── INFORMATION

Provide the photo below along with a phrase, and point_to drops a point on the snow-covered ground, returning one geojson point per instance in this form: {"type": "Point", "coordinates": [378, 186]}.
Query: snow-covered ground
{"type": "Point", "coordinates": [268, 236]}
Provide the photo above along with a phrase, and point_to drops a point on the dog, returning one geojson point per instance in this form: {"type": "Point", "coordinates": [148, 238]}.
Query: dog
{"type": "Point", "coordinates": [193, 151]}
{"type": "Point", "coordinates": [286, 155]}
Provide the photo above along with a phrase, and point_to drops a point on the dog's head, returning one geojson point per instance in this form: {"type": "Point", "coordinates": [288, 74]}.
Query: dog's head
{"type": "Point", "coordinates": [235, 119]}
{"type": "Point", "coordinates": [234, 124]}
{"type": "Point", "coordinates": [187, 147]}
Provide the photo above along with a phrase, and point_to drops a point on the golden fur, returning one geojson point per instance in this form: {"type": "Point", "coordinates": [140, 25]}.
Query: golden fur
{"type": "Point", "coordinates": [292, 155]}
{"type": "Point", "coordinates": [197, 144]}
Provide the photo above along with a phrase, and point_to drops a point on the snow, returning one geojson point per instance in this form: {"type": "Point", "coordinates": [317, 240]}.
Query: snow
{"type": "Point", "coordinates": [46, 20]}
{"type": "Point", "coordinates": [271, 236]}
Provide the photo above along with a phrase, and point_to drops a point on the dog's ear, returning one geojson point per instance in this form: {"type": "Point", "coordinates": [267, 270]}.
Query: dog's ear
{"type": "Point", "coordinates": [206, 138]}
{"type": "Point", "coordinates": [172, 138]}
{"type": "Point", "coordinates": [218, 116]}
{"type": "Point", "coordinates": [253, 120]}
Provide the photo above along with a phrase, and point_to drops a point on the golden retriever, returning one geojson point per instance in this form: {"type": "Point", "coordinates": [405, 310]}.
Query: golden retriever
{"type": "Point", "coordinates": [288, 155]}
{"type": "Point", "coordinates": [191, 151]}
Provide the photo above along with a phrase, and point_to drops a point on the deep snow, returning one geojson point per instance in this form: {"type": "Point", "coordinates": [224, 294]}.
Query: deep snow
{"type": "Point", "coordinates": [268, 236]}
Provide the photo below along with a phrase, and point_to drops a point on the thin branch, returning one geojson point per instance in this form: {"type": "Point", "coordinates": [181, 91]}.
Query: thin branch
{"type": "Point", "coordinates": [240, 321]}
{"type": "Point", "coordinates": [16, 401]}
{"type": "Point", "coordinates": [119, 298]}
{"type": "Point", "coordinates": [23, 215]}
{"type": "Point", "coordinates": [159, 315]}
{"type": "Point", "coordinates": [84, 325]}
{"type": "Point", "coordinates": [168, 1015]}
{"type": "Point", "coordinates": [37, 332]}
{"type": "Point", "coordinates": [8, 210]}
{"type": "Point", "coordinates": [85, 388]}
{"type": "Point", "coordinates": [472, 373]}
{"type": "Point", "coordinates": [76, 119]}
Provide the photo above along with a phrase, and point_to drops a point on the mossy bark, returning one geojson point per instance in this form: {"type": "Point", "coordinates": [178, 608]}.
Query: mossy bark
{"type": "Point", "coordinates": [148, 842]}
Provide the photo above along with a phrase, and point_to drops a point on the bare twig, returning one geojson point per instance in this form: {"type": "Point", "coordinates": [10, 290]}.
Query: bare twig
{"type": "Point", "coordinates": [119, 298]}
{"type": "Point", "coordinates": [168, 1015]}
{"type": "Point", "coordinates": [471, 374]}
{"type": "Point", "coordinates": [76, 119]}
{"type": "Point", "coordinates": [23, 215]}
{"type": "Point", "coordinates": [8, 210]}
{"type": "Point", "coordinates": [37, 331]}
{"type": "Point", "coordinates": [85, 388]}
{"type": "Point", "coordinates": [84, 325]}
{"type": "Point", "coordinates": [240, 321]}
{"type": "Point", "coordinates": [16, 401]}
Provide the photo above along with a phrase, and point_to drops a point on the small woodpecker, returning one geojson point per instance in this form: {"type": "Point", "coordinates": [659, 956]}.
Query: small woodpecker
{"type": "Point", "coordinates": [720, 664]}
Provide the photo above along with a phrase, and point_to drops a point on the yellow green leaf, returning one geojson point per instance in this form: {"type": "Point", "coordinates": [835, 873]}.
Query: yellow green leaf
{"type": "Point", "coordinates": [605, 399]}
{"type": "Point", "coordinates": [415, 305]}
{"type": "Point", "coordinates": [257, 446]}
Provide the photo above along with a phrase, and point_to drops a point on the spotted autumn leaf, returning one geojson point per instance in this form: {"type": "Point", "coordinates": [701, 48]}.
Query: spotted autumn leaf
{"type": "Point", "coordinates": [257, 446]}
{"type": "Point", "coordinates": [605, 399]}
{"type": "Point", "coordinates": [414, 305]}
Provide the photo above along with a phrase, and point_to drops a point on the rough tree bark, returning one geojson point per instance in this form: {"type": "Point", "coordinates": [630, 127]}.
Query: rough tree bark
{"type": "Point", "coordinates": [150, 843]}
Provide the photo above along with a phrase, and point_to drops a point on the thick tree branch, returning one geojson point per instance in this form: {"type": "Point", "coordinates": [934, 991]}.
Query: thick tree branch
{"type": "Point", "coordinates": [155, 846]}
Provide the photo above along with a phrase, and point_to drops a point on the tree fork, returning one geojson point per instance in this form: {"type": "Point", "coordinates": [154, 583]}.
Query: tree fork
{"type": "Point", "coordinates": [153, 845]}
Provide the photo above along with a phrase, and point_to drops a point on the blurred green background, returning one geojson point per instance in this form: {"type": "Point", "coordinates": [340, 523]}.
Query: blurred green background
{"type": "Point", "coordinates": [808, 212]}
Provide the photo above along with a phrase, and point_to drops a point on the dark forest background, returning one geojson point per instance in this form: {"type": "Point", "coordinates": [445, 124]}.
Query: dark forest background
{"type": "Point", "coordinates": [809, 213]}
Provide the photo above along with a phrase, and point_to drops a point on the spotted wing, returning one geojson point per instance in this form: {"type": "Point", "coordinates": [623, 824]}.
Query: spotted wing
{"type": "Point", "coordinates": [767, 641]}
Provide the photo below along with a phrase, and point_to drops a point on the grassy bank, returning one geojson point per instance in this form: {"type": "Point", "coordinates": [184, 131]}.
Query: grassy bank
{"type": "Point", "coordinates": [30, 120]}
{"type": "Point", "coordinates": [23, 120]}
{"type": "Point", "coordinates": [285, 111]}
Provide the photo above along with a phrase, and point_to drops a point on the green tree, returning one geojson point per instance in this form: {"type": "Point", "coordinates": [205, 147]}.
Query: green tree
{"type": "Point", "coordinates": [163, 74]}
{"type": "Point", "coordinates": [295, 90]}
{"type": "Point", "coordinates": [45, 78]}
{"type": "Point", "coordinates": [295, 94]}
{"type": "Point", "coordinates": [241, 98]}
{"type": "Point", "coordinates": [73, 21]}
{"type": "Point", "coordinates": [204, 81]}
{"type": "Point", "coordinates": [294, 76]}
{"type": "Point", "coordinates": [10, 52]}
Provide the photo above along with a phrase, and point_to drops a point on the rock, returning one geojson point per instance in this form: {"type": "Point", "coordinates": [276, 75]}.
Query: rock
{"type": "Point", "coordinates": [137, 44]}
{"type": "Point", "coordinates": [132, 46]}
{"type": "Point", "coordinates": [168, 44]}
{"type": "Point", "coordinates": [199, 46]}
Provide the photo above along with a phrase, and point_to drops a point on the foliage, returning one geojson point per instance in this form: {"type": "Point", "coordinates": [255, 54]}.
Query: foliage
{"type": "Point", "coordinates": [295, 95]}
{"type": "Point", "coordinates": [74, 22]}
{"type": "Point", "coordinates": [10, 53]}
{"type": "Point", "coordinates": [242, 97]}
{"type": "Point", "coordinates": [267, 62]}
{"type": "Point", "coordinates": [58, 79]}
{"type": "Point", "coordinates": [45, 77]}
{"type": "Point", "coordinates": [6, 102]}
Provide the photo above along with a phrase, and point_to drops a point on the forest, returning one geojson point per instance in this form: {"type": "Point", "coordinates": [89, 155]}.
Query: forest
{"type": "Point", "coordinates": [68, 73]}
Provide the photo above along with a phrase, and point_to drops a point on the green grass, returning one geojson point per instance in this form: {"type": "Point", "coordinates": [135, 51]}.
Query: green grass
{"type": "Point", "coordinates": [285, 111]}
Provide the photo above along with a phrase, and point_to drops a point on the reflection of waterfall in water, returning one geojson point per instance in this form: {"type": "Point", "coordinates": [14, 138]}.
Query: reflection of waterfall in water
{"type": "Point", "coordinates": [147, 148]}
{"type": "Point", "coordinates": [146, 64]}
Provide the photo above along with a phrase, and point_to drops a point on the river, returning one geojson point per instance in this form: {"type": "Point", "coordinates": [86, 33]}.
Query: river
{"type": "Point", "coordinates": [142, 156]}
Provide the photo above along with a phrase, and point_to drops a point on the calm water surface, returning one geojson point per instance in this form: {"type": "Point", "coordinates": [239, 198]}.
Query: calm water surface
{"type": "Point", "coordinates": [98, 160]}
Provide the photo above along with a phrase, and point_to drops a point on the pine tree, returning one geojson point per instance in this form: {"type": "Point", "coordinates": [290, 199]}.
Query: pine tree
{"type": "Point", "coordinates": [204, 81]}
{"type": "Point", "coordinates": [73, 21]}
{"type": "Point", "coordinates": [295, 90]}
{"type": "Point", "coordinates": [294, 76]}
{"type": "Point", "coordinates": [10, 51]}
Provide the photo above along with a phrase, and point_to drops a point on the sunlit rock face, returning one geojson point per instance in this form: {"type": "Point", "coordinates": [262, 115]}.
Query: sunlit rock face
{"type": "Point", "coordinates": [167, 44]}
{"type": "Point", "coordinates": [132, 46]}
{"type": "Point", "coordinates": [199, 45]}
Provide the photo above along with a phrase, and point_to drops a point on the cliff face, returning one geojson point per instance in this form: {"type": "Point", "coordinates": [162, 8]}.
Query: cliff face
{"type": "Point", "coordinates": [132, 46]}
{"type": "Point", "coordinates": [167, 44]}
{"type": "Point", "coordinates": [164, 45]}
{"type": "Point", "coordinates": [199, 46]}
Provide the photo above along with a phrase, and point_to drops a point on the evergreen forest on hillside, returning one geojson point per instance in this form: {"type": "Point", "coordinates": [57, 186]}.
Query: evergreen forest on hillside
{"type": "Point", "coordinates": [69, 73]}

────

_HOW TO COMPLETE THIS TASK_:
Exactly repeat the lines above, from the opening line through the one with "golden retriever, returning", and include nothing else.

_YOUR RESPONSE_:
Provide the photo below along with a phrase, and point_to drops a point on the snow-covered ground, returning one geojson point per instance in this form: {"type": "Point", "coordinates": [378, 186]}.
Query: snow-covered ground
{"type": "Point", "coordinates": [268, 236]}
Provide the photo above along with a phrase, and point_to drops a point on the dog, returning one geojson point per instance in this form: {"type": "Point", "coordinates": [148, 238]}.
Query: dog
{"type": "Point", "coordinates": [193, 151]}
{"type": "Point", "coordinates": [286, 155]}
Provide the photo above along with a phrase, and point_to drops a point on the dog's head, returning one geojson point per instance in this form: {"type": "Point", "coordinates": [288, 74]}.
Query: dog's head
{"type": "Point", "coordinates": [235, 119]}
{"type": "Point", "coordinates": [234, 124]}
{"type": "Point", "coordinates": [187, 147]}
Provide the photo above along with a phrase, and point_to drops a point on the golden fur, returning one geojson point per instance in this form: {"type": "Point", "coordinates": [140, 25]}.
Query: golden fur
{"type": "Point", "coordinates": [292, 155]}
{"type": "Point", "coordinates": [197, 144]}
Provide the photo above along with a phrase, and point_to drops a point on the snow, returning one geojson point per instance in this form: {"type": "Point", "coordinates": [317, 240]}.
Query: snow
{"type": "Point", "coordinates": [46, 20]}
{"type": "Point", "coordinates": [271, 236]}
Provide the photo above along with a phrase, and point_to drops a point on the dog's ear, returning one geojson point per instance in this form: {"type": "Point", "coordinates": [267, 270]}.
Query: dog's ear
{"type": "Point", "coordinates": [206, 138]}
{"type": "Point", "coordinates": [172, 138]}
{"type": "Point", "coordinates": [218, 116]}
{"type": "Point", "coordinates": [253, 120]}
Provide the photo above along with a phrase, and point_to drops a point on the golden retriever, returning one geojson point per instance in this form: {"type": "Point", "coordinates": [405, 310]}.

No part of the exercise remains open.